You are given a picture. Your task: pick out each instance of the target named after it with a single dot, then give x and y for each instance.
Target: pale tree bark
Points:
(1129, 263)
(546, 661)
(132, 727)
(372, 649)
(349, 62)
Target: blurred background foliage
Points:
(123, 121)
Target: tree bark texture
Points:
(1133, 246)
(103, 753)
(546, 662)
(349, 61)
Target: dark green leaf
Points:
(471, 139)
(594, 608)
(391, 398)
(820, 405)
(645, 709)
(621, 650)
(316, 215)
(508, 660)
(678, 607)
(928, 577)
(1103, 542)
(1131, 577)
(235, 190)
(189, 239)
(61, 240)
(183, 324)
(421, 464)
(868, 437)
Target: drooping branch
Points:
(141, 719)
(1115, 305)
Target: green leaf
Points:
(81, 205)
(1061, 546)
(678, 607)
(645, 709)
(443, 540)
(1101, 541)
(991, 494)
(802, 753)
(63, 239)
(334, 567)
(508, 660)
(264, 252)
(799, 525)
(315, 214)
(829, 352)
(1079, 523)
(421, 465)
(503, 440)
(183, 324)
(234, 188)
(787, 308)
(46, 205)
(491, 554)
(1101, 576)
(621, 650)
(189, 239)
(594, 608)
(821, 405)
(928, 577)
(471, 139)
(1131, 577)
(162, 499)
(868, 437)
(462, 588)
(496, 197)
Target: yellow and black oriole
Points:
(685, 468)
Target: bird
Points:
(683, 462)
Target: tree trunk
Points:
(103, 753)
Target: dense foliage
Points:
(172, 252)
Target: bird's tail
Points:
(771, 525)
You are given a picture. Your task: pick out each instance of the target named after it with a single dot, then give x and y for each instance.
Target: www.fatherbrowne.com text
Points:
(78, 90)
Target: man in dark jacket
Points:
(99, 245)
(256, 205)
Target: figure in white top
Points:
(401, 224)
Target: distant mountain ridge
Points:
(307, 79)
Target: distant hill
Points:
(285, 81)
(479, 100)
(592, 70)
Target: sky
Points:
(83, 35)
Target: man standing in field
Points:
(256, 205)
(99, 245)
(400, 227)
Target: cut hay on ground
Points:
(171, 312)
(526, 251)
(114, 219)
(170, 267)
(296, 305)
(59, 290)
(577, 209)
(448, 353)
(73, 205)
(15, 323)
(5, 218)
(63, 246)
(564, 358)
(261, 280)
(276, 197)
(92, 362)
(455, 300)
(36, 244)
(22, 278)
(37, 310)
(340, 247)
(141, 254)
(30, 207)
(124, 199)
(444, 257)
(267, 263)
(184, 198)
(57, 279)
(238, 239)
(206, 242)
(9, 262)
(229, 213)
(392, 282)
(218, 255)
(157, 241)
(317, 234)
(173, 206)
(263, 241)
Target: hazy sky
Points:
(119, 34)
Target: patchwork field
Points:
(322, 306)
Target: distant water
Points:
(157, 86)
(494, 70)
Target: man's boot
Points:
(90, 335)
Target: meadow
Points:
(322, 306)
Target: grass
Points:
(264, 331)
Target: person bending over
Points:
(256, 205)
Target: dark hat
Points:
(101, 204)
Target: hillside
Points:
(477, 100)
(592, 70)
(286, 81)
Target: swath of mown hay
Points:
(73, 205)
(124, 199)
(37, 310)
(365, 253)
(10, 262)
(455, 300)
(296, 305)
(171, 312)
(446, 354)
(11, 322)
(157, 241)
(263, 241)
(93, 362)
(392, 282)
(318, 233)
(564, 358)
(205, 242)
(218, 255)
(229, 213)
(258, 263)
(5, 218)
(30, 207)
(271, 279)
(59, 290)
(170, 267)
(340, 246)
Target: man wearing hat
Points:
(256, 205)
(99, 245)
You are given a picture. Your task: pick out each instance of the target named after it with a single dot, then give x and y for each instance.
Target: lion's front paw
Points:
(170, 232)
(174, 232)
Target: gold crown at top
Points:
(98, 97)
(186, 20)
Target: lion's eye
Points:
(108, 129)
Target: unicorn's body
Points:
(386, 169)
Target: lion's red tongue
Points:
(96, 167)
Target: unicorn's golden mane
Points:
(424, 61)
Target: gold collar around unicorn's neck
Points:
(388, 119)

Exercise goal: Write the records out again, character for character.

Reply:
You are given a picture. Your task: pick out each instance of the target named after it with a single dot, then give x and y for each instance.
Target: pale tree bark
Points:
(1129, 263)
(546, 661)
(132, 727)
(372, 649)
(349, 62)
Target: blurred background foliage
Points:
(123, 121)
Target: tree bark texture
Points:
(1133, 246)
(103, 753)
(546, 662)
(349, 61)
Target: dark green leaf
Points:
(471, 139)
(594, 608)
(391, 398)
(820, 405)
(645, 709)
(621, 650)
(316, 215)
(508, 660)
(678, 607)
(928, 577)
(1103, 542)
(1131, 577)
(235, 190)
(189, 239)
(61, 240)
(183, 324)
(421, 464)
(868, 437)
Target: drooping branch
Points:
(141, 719)
(1115, 305)
Target: green leaf
Points:
(81, 205)
(1061, 546)
(678, 607)
(645, 709)
(443, 540)
(1101, 541)
(991, 494)
(802, 753)
(63, 239)
(334, 567)
(508, 660)
(264, 252)
(799, 525)
(315, 214)
(829, 352)
(1079, 523)
(421, 465)
(503, 440)
(183, 324)
(234, 188)
(787, 308)
(46, 205)
(491, 554)
(1101, 576)
(621, 650)
(189, 239)
(594, 608)
(821, 405)
(928, 577)
(471, 139)
(1131, 577)
(162, 499)
(868, 437)
(462, 588)
(496, 197)
Target: yellow and black oriole
Points:
(685, 468)
Target: bird
Points:
(683, 462)
Target: tree trunk
Points:
(103, 753)
Target: dense foliage
Points:
(172, 252)
Target: bird's tail
Points:
(771, 525)
You are given a picture. Your task: pick out each instance of the target named after it with a single dot, then give x and y for each instance.
Target: www.fatherbrowne.com text
Points:
(78, 90)
Target: man in dark jacket
Points:
(99, 245)
(256, 205)
Target: figure in white top
Points:
(401, 224)
Target: distant mountain ridge
Points:
(307, 79)
Target: distant hill
Points:
(285, 81)
(479, 100)
(592, 70)
Target: sky
Points:
(83, 35)
Target: man standing in field
Points:
(256, 205)
(99, 245)
(400, 227)
Target: cut hay on ground
Points:
(171, 312)
(526, 251)
(114, 219)
(170, 267)
(296, 305)
(59, 290)
(577, 209)
(448, 353)
(73, 205)
(15, 323)
(5, 218)
(63, 246)
(564, 358)
(261, 280)
(276, 197)
(92, 362)
(455, 300)
(36, 244)
(22, 278)
(37, 310)
(340, 247)
(141, 254)
(30, 207)
(124, 199)
(444, 257)
(267, 263)
(184, 198)
(57, 279)
(238, 239)
(206, 242)
(9, 262)
(229, 213)
(392, 282)
(218, 255)
(157, 241)
(317, 234)
(173, 206)
(263, 241)
Target: hazy sky
Points:
(119, 34)
Target: patchwork field
Points:
(322, 306)
Target: distant water
Points:
(157, 86)
(494, 70)
Target: man's boot
Points:
(90, 335)
Target: meadow
Points:
(322, 306)
Target: grass
Points:
(264, 331)
Target: person bending over
Points:
(256, 205)
Target: dark hat
Points:
(101, 204)
Target: hillside
Points:
(477, 100)
(592, 70)
(286, 81)
Target: swath of mown hay
Points:
(73, 205)
(124, 199)
(37, 310)
(365, 253)
(10, 262)
(455, 300)
(296, 305)
(171, 312)
(446, 354)
(11, 322)
(157, 241)
(263, 241)
(93, 362)
(392, 282)
(318, 233)
(564, 358)
(205, 242)
(218, 255)
(229, 213)
(258, 263)
(5, 218)
(30, 207)
(271, 279)
(59, 290)
(170, 267)
(340, 246)
Target: man wearing hat
Points:
(256, 205)
(99, 245)
You are given a picture. Your task: pick out each instance of the target named after it with a single dot, then give x and y for each instance.
Target: lion's front paw
Points:
(170, 232)
(174, 232)
Target: gold crown at top
Points:
(98, 97)
(186, 20)
Target: lion's eye
Points:
(108, 129)
Target: unicorn's body
Points:
(386, 169)
Target: lion's red tongue
Points:
(96, 167)
Target: unicorn's golden mane
Points:
(424, 61)
Target: gold collar around unicorn's neck
Points:
(388, 119)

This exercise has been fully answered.